### TEXT BLOCK:
"""
Thursday, December 1, 2011

Tanzania's foreign policy: Africa's independence tool and Dar's liberator

To understand and appreciate Tanzania’s foreign policy, a peep into two incidents, all involving the founding Father of the nation, Mwalimu Julius Nyerere, will help in shedding light on the source and form of the country’s foreign policy.
The two incidents happened in 1957, during Ghana’s independence day celebration in Accra and in 1985 when Mwalimu Nyerere was bidding farewell to Nigeria, one of the countries that had helped Tanzania during its 1964’s army mutiny at the Colito Barracks in Dar es Salaam, presently known as Lugalo Barracks, named in honour of Chief Mkwawa’s Barracks at Kalenga in Iringa Rural District, Iringa Region.
Addressing journalists during a press conference held in Nigeria in the course of his visit to bid farewell to the Nigerian leadership midway in 1985 as he prepared to step down from Presidency after 23 years at the helm, Mwalimu was asked by one of the journalists the following question:
“Tanzania has had friends both in the East and West. Why has it (Tanzania) done so?”
Mwalimu responded in three words, sending Nigerian journalists into fits of laughter, he said; WE ARE POOR.
Indeed, a poor man does not have choice. He has to cultivate friendship with all the people, both from the east and west, hence Tanzania’s decision to pursue the policy of non-alignment.
It is also important to bear in mind that when Tanzania and some of her friends pursued the non-alignment foreign policy, it was at the height of the Cold War between the East, led by the then Soviet Union and the West led by the United States.
Since then, Tanzania has had the pleasure of not only seeking assistance from east and west, but also in criticizing both sides of the divide.
Other prominent founders of the foregoing policy included the then Yugoslavia President, Field Marshal Tito, Cuba’s President Fidel Castro and the Father of Malaysian modern economy,  Mohamed Mahathir.
Although the West has in the past heavily criticized those who chose the non-alignment policy, however, the truth still remains non-alignment policy pursuers have been able to save their nations from numerous problems.
The second incident which helped in influencing Tanzania’s foreign policy was the speech made by Ghana’s President, Dr Kwame Nkrumah at the climax of his country’s independence celebrations.
Dr Nkrumah said the independence of Ghana was meaningless as long as other countries in other parts of Africa remained in bondage.
The Ghanaian leader made the speech which would later be quoted several times by President Nyerere at the time when Kenyans were waging their liberation war (Mau Mau) against the British and apartheid held sway in South Africa, northern and southern Rhodesia which later became Zambia and Zimbabwe respectively.
Dr Nkrumah’s historic speech that has remained relevant to date implied the need on the part of other independent African states to help countries which were still languishing under racism and colonialism.
The rest is of course history, as imperialists through their lackeys and running dogs within the military clique in the Ghanaian armed forces did not allow Dr Nkrumah to remain in power, hence continue to preach freedom to the rest of the continent.
In 1966, the Ghanaian leader was overthrown by the US educated General Afrifa during his tour of Romania.
However, the toppling of Dr Nkrumah was not in vain as Tanzania took over the liberation struggle of countries still under racism and colonial yoke as one of the planks of its foreign policy.
"""
### LISTING:
"""
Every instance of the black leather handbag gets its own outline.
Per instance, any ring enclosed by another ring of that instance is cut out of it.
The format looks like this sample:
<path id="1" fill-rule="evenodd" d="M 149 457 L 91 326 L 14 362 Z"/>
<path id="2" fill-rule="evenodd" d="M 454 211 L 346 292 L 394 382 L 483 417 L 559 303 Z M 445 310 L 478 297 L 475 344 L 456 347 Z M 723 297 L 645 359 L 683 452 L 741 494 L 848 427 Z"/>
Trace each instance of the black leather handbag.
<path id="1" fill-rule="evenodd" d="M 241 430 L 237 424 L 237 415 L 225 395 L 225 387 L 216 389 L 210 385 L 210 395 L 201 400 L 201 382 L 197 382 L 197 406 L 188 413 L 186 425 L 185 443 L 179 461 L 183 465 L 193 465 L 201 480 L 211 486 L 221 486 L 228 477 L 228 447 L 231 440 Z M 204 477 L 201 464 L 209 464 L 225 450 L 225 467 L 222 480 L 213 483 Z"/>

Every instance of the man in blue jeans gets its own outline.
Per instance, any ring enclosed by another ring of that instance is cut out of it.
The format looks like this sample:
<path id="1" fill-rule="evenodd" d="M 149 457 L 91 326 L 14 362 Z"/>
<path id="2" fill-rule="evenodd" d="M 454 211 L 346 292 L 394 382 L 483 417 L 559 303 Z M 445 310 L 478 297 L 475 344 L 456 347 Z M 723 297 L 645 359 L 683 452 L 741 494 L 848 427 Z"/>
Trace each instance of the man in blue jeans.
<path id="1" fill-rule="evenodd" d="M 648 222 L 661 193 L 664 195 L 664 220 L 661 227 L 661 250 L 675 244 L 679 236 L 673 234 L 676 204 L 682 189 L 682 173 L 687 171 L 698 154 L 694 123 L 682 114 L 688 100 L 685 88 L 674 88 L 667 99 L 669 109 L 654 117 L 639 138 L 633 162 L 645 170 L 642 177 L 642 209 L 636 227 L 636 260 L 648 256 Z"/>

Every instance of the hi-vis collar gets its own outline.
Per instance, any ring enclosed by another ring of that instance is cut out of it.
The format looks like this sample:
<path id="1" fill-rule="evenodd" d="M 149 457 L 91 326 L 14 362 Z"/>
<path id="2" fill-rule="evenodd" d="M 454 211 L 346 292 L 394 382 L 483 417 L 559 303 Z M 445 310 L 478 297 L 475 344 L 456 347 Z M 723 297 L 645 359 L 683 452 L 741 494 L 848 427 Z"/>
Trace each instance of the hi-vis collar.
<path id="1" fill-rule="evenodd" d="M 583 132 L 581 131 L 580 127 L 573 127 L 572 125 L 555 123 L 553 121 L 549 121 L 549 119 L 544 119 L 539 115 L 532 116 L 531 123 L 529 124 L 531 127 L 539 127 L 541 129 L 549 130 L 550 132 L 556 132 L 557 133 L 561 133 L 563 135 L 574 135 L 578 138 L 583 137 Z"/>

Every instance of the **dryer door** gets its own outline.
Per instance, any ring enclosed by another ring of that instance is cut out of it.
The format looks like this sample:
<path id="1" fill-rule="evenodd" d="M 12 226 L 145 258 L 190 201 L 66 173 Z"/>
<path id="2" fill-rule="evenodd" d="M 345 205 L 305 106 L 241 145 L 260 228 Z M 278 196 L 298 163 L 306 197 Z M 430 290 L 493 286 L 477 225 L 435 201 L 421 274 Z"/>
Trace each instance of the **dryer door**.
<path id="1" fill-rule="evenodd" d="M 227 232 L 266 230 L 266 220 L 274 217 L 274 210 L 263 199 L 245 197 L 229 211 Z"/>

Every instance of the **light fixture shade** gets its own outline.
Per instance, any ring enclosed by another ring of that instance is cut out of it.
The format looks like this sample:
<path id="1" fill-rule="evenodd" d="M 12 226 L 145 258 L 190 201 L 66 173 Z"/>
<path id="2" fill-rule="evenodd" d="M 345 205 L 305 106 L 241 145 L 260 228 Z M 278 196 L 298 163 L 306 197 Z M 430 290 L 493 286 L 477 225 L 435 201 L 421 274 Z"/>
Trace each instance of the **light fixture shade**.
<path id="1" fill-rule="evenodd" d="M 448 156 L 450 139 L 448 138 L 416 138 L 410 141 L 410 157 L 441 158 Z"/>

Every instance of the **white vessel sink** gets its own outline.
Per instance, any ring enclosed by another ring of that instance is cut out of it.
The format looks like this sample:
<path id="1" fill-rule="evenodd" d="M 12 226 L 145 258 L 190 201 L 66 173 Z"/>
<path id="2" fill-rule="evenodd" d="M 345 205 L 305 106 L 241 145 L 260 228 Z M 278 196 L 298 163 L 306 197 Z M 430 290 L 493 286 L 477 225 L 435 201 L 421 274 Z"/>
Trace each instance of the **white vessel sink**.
"""
### OBJECTIVE A:
Can you reproduce the passage of the Tanzania foreign policy article above that opens with the words containing "Although the West" and closes with "remained in bondage."?
### OBJECTIVE B:
Could you carry the article on Tanzania's foreign policy forward, picking up right after its final sentence?

### EXERCISE RESULT A:
Although the West has in the past heavily criticized those who chose the non-alignment policy, however, the truth still remains non-alignment policy pursuers have been able to save their nations from numerous problems.
The second incident which helped in influencing Tanzania’s foreign policy was the speech made by Ghana’s President, Dr Kwame Nkrumah at the climax of his country’s independence celebrations.
Dr Nkrumah said the independence of Ghana was meaningless as long as other countries in other parts of Africa remained in bondage.

### EXERCISE RESULT B:
Tanzania’s decision to implement Dr Nkruman’s statement in practice further received a shot in the arm when the Organization of African Unity, OAU, established the offices of the OAU Liberation Committee, in Dar es Salaam.
 Initially, the OAU Liberation Committee Office in Dar es Salaam was headed by Tanzania’s Ambassador Magombe as Executive Secretary.
However, later the post was filled in by Brigadier General Hashim Mbitta who has since retired from the Tanzania Peoples Defence Forces, TPDF.
Before delving deeper into Tanzania’s implementation of the liberation struggle in central and southern Africa, it it would not be out of place to  look into, albeit in passing, on one issue that Africa’s detractors have always found delight in.
This is none other than their love to bring to the fore differences that existed between Mwalimu Nyerere and Dr Nkrumah in the realm of Africa’s integration.
It is indisputable that the two men differed quite considerably on how to bring about African union.
While Dr Nkrumah was in favour of immediate and total African union, Mwalimu preferred step by step integration (gradual) much as both men were agreed on one thing, African union.
Different outlook over Africa union between Mwalimu and Dr Nkrumah was, to some extent, a result of differences between themselves which could be attributed to many things that include, among others, differences in political background and experiences between the two statesmen.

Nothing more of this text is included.